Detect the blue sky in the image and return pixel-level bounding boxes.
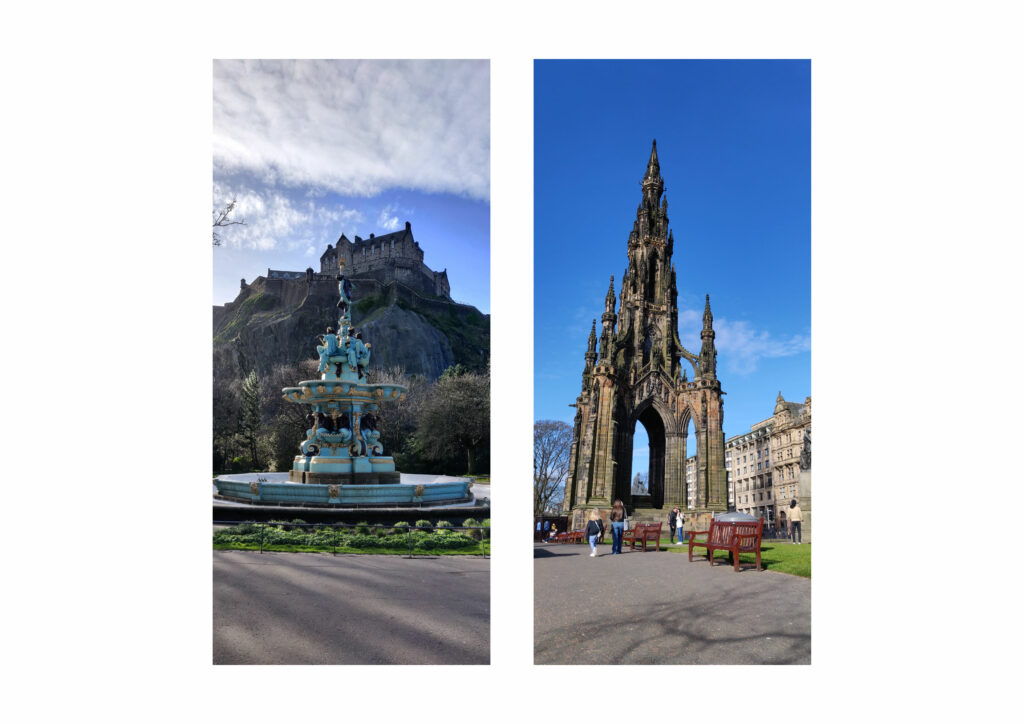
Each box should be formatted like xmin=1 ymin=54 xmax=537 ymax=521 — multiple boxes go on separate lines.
xmin=534 ymin=60 xmax=811 ymax=470
xmin=212 ymin=60 xmax=490 ymax=312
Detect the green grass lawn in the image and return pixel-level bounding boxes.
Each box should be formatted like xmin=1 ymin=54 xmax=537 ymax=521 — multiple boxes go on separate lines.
xmin=662 ymin=541 xmax=811 ymax=579
xmin=213 ymin=542 xmax=490 ymax=556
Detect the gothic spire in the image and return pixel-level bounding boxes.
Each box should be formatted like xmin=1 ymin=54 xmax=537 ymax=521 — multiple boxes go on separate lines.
xmin=585 ymin=320 xmax=597 ymax=368
xmin=631 ymin=140 xmax=669 ymax=241
xmin=698 ymin=294 xmax=718 ymax=380
xmin=641 ymin=138 xmax=662 ymax=183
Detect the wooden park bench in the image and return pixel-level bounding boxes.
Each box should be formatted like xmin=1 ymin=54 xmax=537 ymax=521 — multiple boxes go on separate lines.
xmin=689 ymin=518 xmax=765 ymax=571
xmin=554 ymin=530 xmax=583 ymax=543
xmin=623 ymin=523 xmax=662 ymax=552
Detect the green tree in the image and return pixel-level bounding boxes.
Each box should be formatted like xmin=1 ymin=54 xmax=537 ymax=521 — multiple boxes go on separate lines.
xmin=239 ymin=370 xmax=263 ymax=470
xmin=416 ymin=368 xmax=490 ymax=475
xmin=534 ymin=420 xmax=572 ymax=515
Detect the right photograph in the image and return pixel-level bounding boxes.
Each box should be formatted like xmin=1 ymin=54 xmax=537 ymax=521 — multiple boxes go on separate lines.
xmin=532 ymin=59 xmax=812 ymax=665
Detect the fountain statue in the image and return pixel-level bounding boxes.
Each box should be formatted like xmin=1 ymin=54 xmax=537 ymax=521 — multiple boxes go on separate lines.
xmin=215 ymin=259 xmax=473 ymax=507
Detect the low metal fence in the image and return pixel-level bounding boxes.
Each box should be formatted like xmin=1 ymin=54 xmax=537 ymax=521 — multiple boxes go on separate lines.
xmin=213 ymin=520 xmax=490 ymax=558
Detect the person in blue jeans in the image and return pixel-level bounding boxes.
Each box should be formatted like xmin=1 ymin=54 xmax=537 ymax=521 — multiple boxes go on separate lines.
xmin=586 ymin=508 xmax=604 ymax=558
xmin=608 ymin=500 xmax=626 ymax=555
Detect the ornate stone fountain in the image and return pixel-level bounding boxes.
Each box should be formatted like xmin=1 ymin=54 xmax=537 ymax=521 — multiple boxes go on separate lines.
xmin=215 ymin=259 xmax=472 ymax=506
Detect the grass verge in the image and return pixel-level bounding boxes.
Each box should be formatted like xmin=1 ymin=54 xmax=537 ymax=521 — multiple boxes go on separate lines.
xmin=662 ymin=541 xmax=811 ymax=579
xmin=213 ymin=543 xmax=490 ymax=556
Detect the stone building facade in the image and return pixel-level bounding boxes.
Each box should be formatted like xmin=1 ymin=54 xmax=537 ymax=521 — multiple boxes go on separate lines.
xmin=317 ymin=221 xmax=452 ymax=301
xmin=725 ymin=392 xmax=811 ymax=525
xmin=725 ymin=419 xmax=775 ymax=524
xmin=563 ymin=144 xmax=727 ymax=528
xmin=771 ymin=391 xmax=811 ymax=527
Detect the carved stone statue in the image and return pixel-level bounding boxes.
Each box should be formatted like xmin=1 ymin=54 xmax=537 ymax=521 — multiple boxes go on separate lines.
xmin=316 ymin=327 xmax=338 ymax=372
xmin=338 ymin=274 xmax=352 ymax=314
xmin=359 ymin=413 xmax=384 ymax=455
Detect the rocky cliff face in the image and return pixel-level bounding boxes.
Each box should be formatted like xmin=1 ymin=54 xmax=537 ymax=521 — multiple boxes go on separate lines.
xmin=213 ymin=276 xmax=490 ymax=380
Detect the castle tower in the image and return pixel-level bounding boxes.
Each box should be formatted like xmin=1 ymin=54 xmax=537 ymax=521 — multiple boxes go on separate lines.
xmin=563 ymin=142 xmax=727 ymax=528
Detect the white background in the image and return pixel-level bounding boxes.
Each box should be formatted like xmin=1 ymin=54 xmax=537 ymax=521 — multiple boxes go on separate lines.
xmin=0 ymin=0 xmax=1024 ymax=722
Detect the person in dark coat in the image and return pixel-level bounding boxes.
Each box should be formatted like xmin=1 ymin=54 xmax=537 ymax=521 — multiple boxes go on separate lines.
xmin=586 ymin=508 xmax=604 ymax=558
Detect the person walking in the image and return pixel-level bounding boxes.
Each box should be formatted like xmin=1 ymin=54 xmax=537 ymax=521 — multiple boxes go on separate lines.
xmin=790 ymin=498 xmax=804 ymax=545
xmin=608 ymin=500 xmax=627 ymax=555
xmin=587 ymin=508 xmax=604 ymax=558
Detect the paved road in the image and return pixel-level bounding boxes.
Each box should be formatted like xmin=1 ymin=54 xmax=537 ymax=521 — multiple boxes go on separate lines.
xmin=534 ymin=544 xmax=811 ymax=664
xmin=213 ymin=551 xmax=490 ymax=664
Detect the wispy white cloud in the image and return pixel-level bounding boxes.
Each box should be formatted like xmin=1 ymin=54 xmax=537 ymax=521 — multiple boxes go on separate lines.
xmin=377 ymin=204 xmax=398 ymax=231
xmin=213 ymin=60 xmax=490 ymax=200
xmin=679 ymin=309 xmax=811 ymax=375
xmin=213 ymin=181 xmax=362 ymax=254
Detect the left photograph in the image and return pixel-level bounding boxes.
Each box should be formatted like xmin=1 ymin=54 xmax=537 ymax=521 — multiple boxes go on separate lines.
xmin=212 ymin=60 xmax=490 ymax=665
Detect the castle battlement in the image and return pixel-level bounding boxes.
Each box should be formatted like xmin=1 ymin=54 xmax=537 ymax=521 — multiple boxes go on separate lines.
xmin=315 ymin=221 xmax=452 ymax=300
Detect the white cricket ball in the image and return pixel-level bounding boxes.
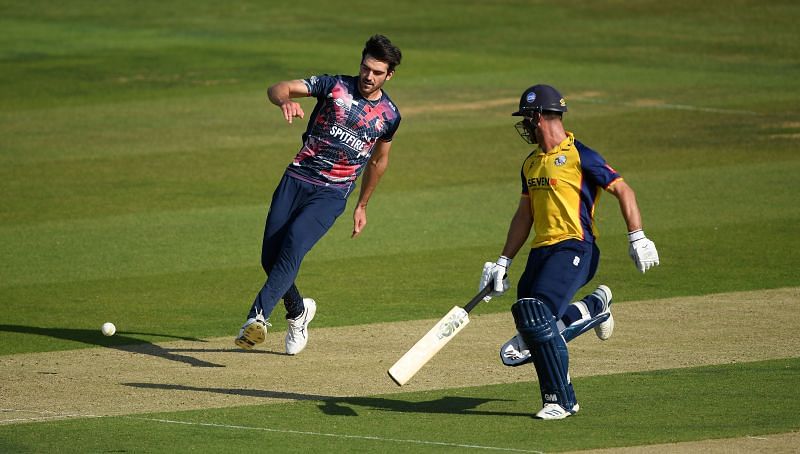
********
PROBLEMA CURTO -> Reescreva todas as linhas acima como uma lista numerada, sem as linhas em branco. Não inclua as imagens na resposta.

RESULTADO A SEGUIR ->
1. Detect the blue sky in the image and return pixel-level bounding boxes.
2. Each box should be formatted like xmin=1 ymin=54 xmax=537 ymax=521 — multiple boxes go on separate lines.
3. xmin=534 ymin=60 xmax=811 ymax=470
4. xmin=212 ymin=60 xmax=490 ymax=312
5. Detect the green grass lawn in the image and return pixel-level bounding boxes.
6. Each box should be formatted like xmin=1 ymin=54 xmax=537 ymax=521 — multiple boxes go on separate lines.
7. xmin=662 ymin=541 xmax=811 ymax=579
8. xmin=213 ymin=542 xmax=490 ymax=556
9. Detect the gothic spire in the image and return pixel-level bounding boxes.
10. Each box should be formatted like xmin=1 ymin=54 xmax=537 ymax=521 — multiple boxes go on separate lines.
11. xmin=585 ymin=320 xmax=597 ymax=368
12. xmin=631 ymin=140 xmax=669 ymax=241
13. xmin=698 ymin=294 xmax=718 ymax=380
14. xmin=641 ymin=138 xmax=662 ymax=183
15. Detect the wooden park bench in the image and return pixel-level bounding boxes.
16. Each box should be formatted like xmin=1 ymin=54 xmax=537 ymax=521 — multiple boxes go on separate lines.
17. xmin=689 ymin=518 xmax=765 ymax=571
18. xmin=554 ymin=530 xmax=583 ymax=543
19. xmin=623 ymin=523 xmax=662 ymax=552
20. Detect the green tree in the image and return pixel-level bounding boxes.
21. Each box should be formatted like xmin=1 ymin=54 xmax=537 ymax=521 — multiple boxes go on separate lines.
22. xmin=239 ymin=370 xmax=263 ymax=470
23. xmin=416 ymin=368 xmax=490 ymax=475
24. xmin=534 ymin=420 xmax=572 ymax=515
25. Detect the right photograph in the image and return pixel-level bounding boxes.
26. Each box should be formatted like xmin=1 ymin=54 xmax=537 ymax=521 — multiple boxes go on separate lines.
27. xmin=532 ymin=59 xmax=812 ymax=665
28. Detect the fountain statue in the image and return pixel-level bounding boxes.
29. Each box should be formatted like xmin=1 ymin=54 xmax=537 ymax=521 — multiple boxes go on separate lines.
30. xmin=215 ymin=259 xmax=473 ymax=507
31. Detect the low metal fence in the image and return pixel-level bounding boxes.
32. Each box should be formatted like xmin=1 ymin=54 xmax=537 ymax=521 — multiple boxes go on separate lines.
33. xmin=213 ymin=520 xmax=490 ymax=558
34. Detect the person in blue jeans in the image and return pixel-level bounding boxes.
35. Each box should be formatted like xmin=1 ymin=54 xmax=537 ymax=521 — multiple boxes go on separate lines.
36. xmin=586 ymin=508 xmax=604 ymax=558
37. xmin=608 ymin=500 xmax=626 ymax=555
38. Detect the ornate stone fountain in the image and return pixel-level bounding boxes.
39. Each box should be formatted like xmin=1 ymin=54 xmax=537 ymax=521 — multiple boxes go on separate lines.
40. xmin=215 ymin=259 xmax=472 ymax=506
41. Detect the grass verge in the image and return pixel-level bounding boxes.
42. Each box should be formatted like xmin=1 ymin=54 xmax=537 ymax=521 — multiple boxes go on separate lines.
43. xmin=662 ymin=541 xmax=811 ymax=579
44. xmin=213 ymin=543 xmax=490 ymax=556
45. Detect the stone building facade in the image and return pixel-level bounding boxes.
46. Each box should be formatted like xmin=1 ymin=54 xmax=537 ymax=521 — multiple boxes go on separate lines.
47. xmin=317 ymin=221 xmax=452 ymax=301
48. xmin=725 ymin=392 xmax=811 ymax=525
49. xmin=725 ymin=419 xmax=775 ymax=524
50. xmin=563 ymin=144 xmax=727 ymax=528
51. xmin=771 ymin=391 xmax=811 ymax=527
52. Detect the carved stone statue in the image and return pixel-level bounding boxes.
53. Each box should be formatted like xmin=1 ymin=54 xmax=537 ymax=521 — multiple boxes go on separate lines.
54. xmin=316 ymin=327 xmax=338 ymax=372
55. xmin=338 ymin=274 xmax=352 ymax=314
56. xmin=359 ymin=413 xmax=384 ymax=455
57. Detect the rocky cliff face in the image and return pixel-level bounding boxes.
58. Each box should be formatted like xmin=1 ymin=54 xmax=537 ymax=521 — multiple boxes go on separate lines.
59. xmin=213 ymin=276 xmax=490 ymax=380
60. Detect the castle tower in the image and return pixel-level bounding boxes.
61. Each box should be formatted like xmin=1 ymin=54 xmax=537 ymax=521 — multiple boxes go on separate lines.
62. xmin=563 ymin=142 xmax=727 ymax=528
63. Detect the white background in the image and return pixel-level bounding boxes.
64. Each box should be formatted like xmin=1 ymin=54 xmax=537 ymax=521 — multiple boxes go on separate lines.
65. xmin=0 ymin=0 xmax=1024 ymax=722
66. Detect the person in dark coat in the image and return pixel-level bounding boxes.
67. Each box should be formatted like xmin=1 ymin=54 xmax=537 ymax=521 — multiple boxes go on separate lines.
68. xmin=586 ymin=508 xmax=604 ymax=558
69. Detect the person walking in the image and return pixel-level bounding boxes.
70. Each box should be formatted like xmin=1 ymin=54 xmax=537 ymax=521 — multiple boxes go on separate lines.
71. xmin=790 ymin=498 xmax=804 ymax=545
72. xmin=608 ymin=500 xmax=627 ymax=555
73. xmin=587 ymin=508 xmax=604 ymax=558
74. Detect the paved road in the image and return pixel-level bounding boxes.
75. Each box should be formatted like xmin=1 ymin=54 xmax=537 ymax=521 — multiple boxes go on separate lines.
76. xmin=534 ymin=544 xmax=811 ymax=664
77. xmin=213 ymin=551 xmax=490 ymax=664
78. Detect the wispy white cloud in the image and return pixel-level bounding boxes.
79. Each box should be formatted like xmin=1 ymin=54 xmax=537 ymax=521 — multiple boxes go on separate lines.
80. xmin=377 ymin=204 xmax=398 ymax=231
81. xmin=213 ymin=60 xmax=490 ymax=200
82. xmin=679 ymin=309 xmax=811 ymax=375
83. xmin=213 ymin=181 xmax=362 ymax=254
84. Detect the left photograph in the image and return pixel-level bounding boxes.
85. Each box should be formatted like xmin=1 ymin=54 xmax=537 ymax=521 — multiple boxes go on separate lines.
86. xmin=212 ymin=60 xmax=490 ymax=665
87. Detect the castle battlement in the image and return pixel-level bounding boxes.
88. Each box should be formatted like xmin=1 ymin=54 xmax=537 ymax=521 — multiple boxes go on separate lines.
89. xmin=315 ymin=221 xmax=452 ymax=300
90. Detect the white cricket ball in the image and return pixel-level bounding boxes.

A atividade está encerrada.